Set down each record below exactly as it stands. Pictures are not part of the copy.

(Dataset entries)
<<<<

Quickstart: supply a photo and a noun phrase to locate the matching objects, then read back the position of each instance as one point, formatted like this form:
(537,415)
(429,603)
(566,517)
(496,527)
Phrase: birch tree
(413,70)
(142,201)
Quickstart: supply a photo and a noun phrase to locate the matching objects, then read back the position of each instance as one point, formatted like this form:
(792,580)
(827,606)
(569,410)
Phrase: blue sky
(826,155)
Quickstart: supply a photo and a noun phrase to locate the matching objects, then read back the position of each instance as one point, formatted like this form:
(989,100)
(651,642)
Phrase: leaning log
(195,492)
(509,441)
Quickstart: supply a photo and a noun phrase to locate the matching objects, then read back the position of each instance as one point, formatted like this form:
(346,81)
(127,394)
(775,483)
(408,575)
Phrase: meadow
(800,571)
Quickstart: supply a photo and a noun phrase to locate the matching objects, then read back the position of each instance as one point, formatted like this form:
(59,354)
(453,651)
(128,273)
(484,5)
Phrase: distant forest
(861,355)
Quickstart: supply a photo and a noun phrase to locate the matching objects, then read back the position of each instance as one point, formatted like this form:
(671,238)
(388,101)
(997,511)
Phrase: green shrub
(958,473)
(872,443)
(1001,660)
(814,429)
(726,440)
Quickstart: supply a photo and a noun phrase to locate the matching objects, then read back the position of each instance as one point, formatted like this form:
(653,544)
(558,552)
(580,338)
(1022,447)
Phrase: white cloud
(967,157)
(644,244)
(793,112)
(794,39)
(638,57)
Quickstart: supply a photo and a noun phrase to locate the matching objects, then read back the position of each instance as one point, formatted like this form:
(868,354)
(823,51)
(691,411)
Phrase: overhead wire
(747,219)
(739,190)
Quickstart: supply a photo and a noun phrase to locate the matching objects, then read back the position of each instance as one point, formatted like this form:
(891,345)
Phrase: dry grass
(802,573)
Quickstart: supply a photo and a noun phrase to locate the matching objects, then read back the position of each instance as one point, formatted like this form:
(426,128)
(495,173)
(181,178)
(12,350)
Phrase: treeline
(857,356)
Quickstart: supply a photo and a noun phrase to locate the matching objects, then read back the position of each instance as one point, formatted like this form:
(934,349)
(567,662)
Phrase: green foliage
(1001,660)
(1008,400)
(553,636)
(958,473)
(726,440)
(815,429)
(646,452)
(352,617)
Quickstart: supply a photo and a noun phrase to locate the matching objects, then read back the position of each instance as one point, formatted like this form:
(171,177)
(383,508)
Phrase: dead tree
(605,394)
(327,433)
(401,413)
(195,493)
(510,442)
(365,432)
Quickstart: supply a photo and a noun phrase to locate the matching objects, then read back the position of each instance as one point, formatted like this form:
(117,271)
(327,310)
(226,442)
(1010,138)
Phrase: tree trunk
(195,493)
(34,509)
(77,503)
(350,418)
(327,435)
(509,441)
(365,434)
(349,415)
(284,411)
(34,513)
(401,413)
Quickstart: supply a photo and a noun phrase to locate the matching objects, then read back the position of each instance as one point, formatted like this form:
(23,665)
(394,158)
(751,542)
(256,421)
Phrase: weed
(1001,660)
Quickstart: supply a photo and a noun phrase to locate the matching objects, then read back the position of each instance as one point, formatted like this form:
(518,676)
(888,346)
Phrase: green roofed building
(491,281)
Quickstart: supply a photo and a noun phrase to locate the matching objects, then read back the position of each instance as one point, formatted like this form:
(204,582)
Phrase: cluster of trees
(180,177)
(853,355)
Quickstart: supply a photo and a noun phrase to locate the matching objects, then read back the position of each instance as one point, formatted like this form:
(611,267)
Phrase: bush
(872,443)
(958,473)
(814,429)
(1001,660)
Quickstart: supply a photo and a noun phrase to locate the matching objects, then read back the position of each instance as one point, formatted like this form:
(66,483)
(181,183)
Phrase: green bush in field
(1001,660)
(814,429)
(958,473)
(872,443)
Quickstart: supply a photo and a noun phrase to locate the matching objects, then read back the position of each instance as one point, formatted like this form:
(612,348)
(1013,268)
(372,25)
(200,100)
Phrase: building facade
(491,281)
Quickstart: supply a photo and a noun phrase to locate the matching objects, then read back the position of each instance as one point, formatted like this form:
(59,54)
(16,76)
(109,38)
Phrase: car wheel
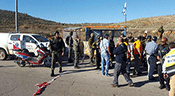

>>>>

▸ **Solution for this task**
Quickstart: supply a photo and a noun phrase to locate the matching objects, then read back the position of each instance as one point, formatted like this form:
(537,415)
(429,603)
(566,517)
(496,527)
Phrase: birch tree
(413,70)
(142,201)
Quickstart: supply a photo and a noun phrase to locate the matching objects, then read back the position of each instance as one point, formatted like this form:
(792,580)
(827,606)
(569,410)
Phrase: blue sky
(826,155)
Quickstart: supply a photo and a noun phrase to locate the matching objects, then read back the position of each instance as one point, formatted like this form:
(989,100)
(651,642)
Phrase: leaning log
(195,492)
(509,441)
Quickstart: supply a photo and a noun phrase to locate the matching objects, then read back the position of each instance as one point, formatted like this form:
(346,81)
(127,394)
(775,483)
(408,575)
Phrase: meadow
(800,571)
Quickstart: supply a photo and a noun phrase to locate the matching objects, then read back the position of each instance as one point, formatted like this form:
(59,354)
(453,651)
(128,273)
(484,5)
Phrase: distant forest
(861,355)
Quickstart: supply a photo and a noun phrase to locate the matching objects, then read back the position of each instance as one point, formatted like this form:
(671,238)
(388,101)
(997,511)
Phrase: green shrub
(958,473)
(872,443)
(1001,660)
(814,429)
(726,440)
Quickstart: supply a photo and a noun phrase to locate the matching objects, then read back the position of each instance as one point, formatted like this form:
(653,544)
(558,552)
(580,338)
(1022,447)
Phrase: white cloud
(967,157)
(644,244)
(793,112)
(794,39)
(638,57)
Quickstart: supply a photo and a noun phrase to locate the matching objects, then read back the position of each instance as one point, formatted like this form:
(868,354)
(823,51)
(691,411)
Phrase: overhead wire
(747,219)
(739,190)
Quickstart: supply a photo and a noun phrase to locate the matching objects, then read back the position of each instance as one point, formatted like this form:
(891,345)
Phrase: dry grass
(802,573)
Quickstart: supply a photo and a noun phrase to locate the matching objects, then read back the position of each instance as one point, formatted like this form:
(426,128)
(495,173)
(181,178)
(12,350)
Phrase: treeline
(857,356)
Quickstart: supply a photo and a noun phrase to locate the matching objects, then read back the position of each instance as one point, formatted like this form:
(934,349)
(567,662)
Phrase: green foliage
(1001,660)
(1008,400)
(553,636)
(958,473)
(726,440)
(815,429)
(646,452)
(352,617)
Quickstart: supply a photo and a noun phrase to locate the matching objects, then read back the position of each instance as one point, formatted like this form:
(171,177)
(383,508)
Phrase: dead tree
(605,394)
(327,433)
(401,413)
(195,493)
(510,442)
(365,432)
Quickstart: supply a photo and a noun phrase to locate the matching objects, then read back the position of each instance as one point, formatted like this form:
(117,271)
(327,310)
(226,442)
(1010,138)
Phrase: tree trunk
(195,493)
(34,509)
(77,503)
(350,418)
(327,435)
(509,441)
(365,434)
(349,415)
(284,411)
(34,513)
(401,413)
Quickstart: supply a photo and a noun phrase to locate the matching objects, then read back the position of each instance as one point, formatted like this form:
(23,665)
(394,158)
(751,542)
(256,421)
Phrase: weed
(1001,660)
Quickstart: supply a photo and a noun phrase to locate the matching objects, then read back the position of each instance as one point, formatted like this form:
(518,676)
(888,346)
Phrase: green roofed building
(491,281)
Quickstart: supply a photo and a noun phrase to locate the matching objects, then read back the position of each instance as one point, formatted like this form:
(204,582)
Phrase: cluster of trees
(180,177)
(853,355)
Quickstart: supply a photo and a noun phrase to locate the matching objects, then read back the position of each instance as one point, formatted like this form:
(611,267)
Phrase: bush
(872,443)
(958,473)
(814,429)
(1001,660)
Quickstart: supply a photo and a noun phrase to locate the matching objects, then read back the position of each instance as one point, formatted like this form:
(66,483)
(181,183)
Phrase: green bush in field
(1001,660)
(814,429)
(958,473)
(872,443)
Quickstart: supply a photo and a noun phrase to locate the matching objects, then read back the position of each instance as one point, formatted like this form:
(612,348)
(1013,268)
(372,25)
(200,100)
Phrase: building facade
(491,281)
Quickstart: supply a photo and a noun phrase to locate the matching objects, then read back the position of each instance as one point, formatted like this form:
(59,54)
(16,76)
(109,38)
Phrase: car wheel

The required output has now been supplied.